## Selected text
---

Pioneering Psychologist Jerome Bruner on Art as a Mode of Knowing and Its Four Psychological Aspects
By Maria Popova
The question of what art is has been asked and answered at least since we dwelled in caves. Every era has produced a crop of memorable answers from its greatest minds. Oscar Wilde pointed to the “temperament of receptivity” as the secret of art, Leo Tolstoy championed its “emotional infectiousness,” Susan Sontag saw it as “a form of consciousness,” and Alain de Botton considers it therapy of the soul. But one of the most insightful and dimensional explorations of the function of art in human culture comes from legendary Harvard psychologist Jerome Bruner (October 1, 1915–June 6, 2016), whose influential and enduring contributions to cognitive psychology and learning theory remain unparalleled.
In an essay titled “Art as a Mode of Knowing,” found in his altogether fantastic 1962 essay collection On Knowing: Essays for the Left Hand (public library) — which also gave us Bruner on “effective surprise” and the six essential conditions for creativity and myth, identity, and “creative wholeness” — Bruner considers the unique language of art and how it complements that of science. He outlines the four psychological aspects of the art experience — connectedness, which deals with the reward of grasping the essential ideas a work of art communicates; effort, which we exert to draw meaning from the ambiguity of art; conversion of impulse, which makes an object of beauty move us; and generality, which deals with the universal aspects of what we find beautiful and moving.
Bruner begins with connectedness, which thrives on our sense of “unfilled possibilities for experience”:
Whoever reflects recognizes that there are empty and lonely spaces between one’s experiences. Perhaps these gaps are the products of reflection or at least its fruits… Science, by reducing the need for empiricism with its statement of general laws, fills these gaps only partly… The general scientific law, for all its beauty, leaves the interstices as yearningly empty as before.
Our effort to bridge these gaps, Bruner argues, is driven by two psychological processes — the creation of effective, economical symbols and the construction of categories of possibility, which we fill with our specific experiences as they unfold. The latter, he points out, is common to both art and science. He illustrates these categories of possibility with an example from the history of particle physics:
The neutrino is created as a fruitful fiction. And in time the neutrino is found.
But the parallel in art, Bruner notes, is often driven by metaphor rather than strict logic, which circles back to the first psychological mechanism of connectedness, the use of symbolism:
Metaphor joins dissimilar experiences by finding the image or the symbol that unites them at some deeper emotional level of meaning. Its effect depends upon its capacity for getting past the literal mode of connecting, and the unsuccessful metaphor is one that either fails in finding the image or gets caught in the meshes of literalness.
Metaphorical thinking, as psychologists have found in the half-century since Bruner’s writing, is central to the development of human imagination. And yet, Bruner cautions, not all metaphorical thinking is created equal in terms of serving this function of connectedness in the experience of art:
There is more to the metaphor of art than mere emotional connectedness. There is also the canon of economy that must operate, a canon that distinguishes the artfully metaphoric from that which is only floridly arty or simply “offbeat.”

---

## Given data
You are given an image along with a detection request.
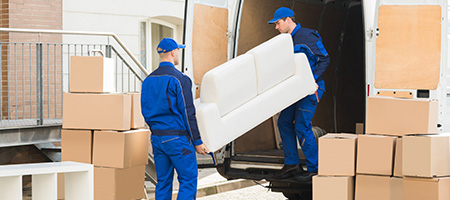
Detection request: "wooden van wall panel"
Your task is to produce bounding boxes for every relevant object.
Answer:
[192,4,228,85]
[375,5,442,90]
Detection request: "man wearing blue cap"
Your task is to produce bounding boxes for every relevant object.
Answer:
[269,7,330,180]
[141,38,209,200]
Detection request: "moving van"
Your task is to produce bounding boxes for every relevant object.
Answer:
[182,0,448,199]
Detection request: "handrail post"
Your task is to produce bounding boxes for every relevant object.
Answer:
[36,43,44,125]
[105,44,112,58]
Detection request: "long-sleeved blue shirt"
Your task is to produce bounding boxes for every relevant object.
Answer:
[291,24,330,86]
[141,62,203,146]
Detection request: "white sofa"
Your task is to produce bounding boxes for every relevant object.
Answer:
[195,34,316,151]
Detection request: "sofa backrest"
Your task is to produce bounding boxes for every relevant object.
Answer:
[200,54,257,116]
[247,34,295,94]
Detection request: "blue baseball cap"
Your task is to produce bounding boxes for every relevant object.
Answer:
[269,7,294,24]
[156,38,186,53]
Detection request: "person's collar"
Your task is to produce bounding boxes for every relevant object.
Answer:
[291,23,302,36]
[159,61,175,67]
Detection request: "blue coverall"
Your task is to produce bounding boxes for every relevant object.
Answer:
[278,24,330,172]
[141,62,203,200]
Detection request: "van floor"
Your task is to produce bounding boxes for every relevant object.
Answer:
[232,149,306,164]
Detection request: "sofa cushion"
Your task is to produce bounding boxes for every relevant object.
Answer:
[247,34,295,94]
[200,54,257,116]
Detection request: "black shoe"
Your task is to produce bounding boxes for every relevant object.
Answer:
[273,165,303,179]
[294,172,317,182]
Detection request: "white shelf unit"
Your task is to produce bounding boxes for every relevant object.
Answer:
[0,161,94,200]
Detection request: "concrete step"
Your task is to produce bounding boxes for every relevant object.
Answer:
[146,168,265,200]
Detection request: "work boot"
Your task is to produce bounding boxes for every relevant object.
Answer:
[295,172,317,182]
[273,164,303,179]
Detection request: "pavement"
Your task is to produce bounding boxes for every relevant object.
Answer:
[145,168,265,200]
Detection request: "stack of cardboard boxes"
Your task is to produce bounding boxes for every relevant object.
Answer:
[58,56,150,200]
[313,134,357,200]
[313,97,450,200]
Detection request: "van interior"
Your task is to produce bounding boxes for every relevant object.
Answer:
[221,0,366,172]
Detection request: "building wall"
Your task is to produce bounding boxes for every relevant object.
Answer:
[0,0,63,120]
[63,0,184,69]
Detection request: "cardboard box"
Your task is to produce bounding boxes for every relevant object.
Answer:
[69,56,116,93]
[403,177,450,200]
[93,129,150,169]
[394,138,403,177]
[403,134,450,177]
[130,93,145,129]
[63,93,131,130]
[391,177,403,200]
[366,97,438,136]
[61,129,93,164]
[318,134,357,176]
[356,135,396,176]
[313,176,354,200]
[355,174,391,200]
[94,165,145,200]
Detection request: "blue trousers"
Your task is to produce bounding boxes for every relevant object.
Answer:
[151,135,198,200]
[278,84,325,172]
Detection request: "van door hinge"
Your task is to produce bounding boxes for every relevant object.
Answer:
[227,31,234,41]
[366,29,373,40]
[366,28,380,40]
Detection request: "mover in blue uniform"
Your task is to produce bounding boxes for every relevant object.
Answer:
[269,7,330,180]
[141,38,209,200]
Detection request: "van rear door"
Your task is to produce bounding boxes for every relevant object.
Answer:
[363,0,448,131]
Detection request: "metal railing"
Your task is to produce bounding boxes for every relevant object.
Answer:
[0,28,148,129]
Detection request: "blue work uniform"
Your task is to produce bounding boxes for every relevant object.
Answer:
[278,24,330,172]
[141,62,203,200]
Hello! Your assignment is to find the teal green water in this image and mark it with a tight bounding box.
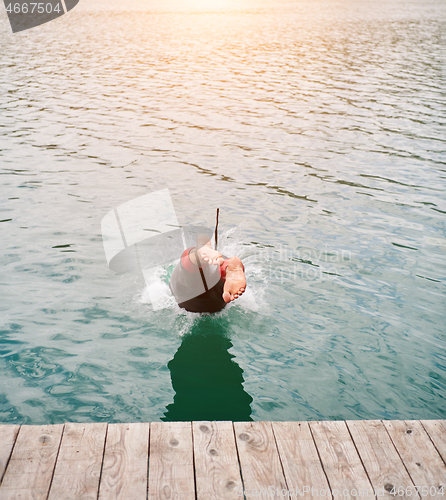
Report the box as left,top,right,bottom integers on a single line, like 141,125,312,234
0,0,446,424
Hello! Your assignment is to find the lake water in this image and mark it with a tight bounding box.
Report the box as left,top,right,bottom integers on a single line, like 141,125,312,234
0,0,446,424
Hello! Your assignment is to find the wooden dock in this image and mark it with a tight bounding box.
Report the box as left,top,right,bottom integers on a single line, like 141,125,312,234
0,420,446,500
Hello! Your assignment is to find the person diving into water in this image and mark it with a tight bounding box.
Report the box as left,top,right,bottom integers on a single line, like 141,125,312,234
169,234,246,313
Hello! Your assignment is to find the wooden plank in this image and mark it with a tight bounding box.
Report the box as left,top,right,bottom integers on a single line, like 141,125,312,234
0,425,64,500
192,422,243,500
149,422,195,500
99,424,149,500
309,421,373,500
346,420,420,500
421,420,446,462
48,423,107,500
272,422,331,500
0,425,20,484
234,422,289,499
383,420,446,500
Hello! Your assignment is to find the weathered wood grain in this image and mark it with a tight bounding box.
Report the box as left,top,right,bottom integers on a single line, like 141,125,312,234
0,425,64,500
421,420,446,462
234,422,289,499
346,420,420,500
48,423,107,500
192,422,243,500
272,422,331,500
149,422,195,500
383,420,446,500
309,421,373,500
99,424,149,500
0,425,20,484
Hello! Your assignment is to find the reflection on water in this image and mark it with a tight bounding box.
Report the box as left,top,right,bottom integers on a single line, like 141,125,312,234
161,316,252,421
0,0,446,424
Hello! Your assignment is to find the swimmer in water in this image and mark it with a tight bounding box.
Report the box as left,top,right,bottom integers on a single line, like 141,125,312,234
169,234,246,312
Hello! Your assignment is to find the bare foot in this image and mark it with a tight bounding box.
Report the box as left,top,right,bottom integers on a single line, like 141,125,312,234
197,236,223,266
223,257,246,302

---

## Assignment
From the piece on Jerome Bruner and art, transcribe the passage that begins with the words "But the parallel" and ends with "meshes of literalness.".

## Solution to the problem
But the parallel in art, Bruner notes, is often driven by metaphor rather than strict logic, which circles back to the first psychological mechanism of connectedness, the use of symbolism:
Metaphor joins dissimilar experiences by finding the image or the symbol that unites them at some deeper emotional level of meaning. Its effect depends upon its capacity for getting past the literal mode of connecting, and the unsuccessful metaphor is one that either fails in finding the image or gets caught in the meshes of literalness.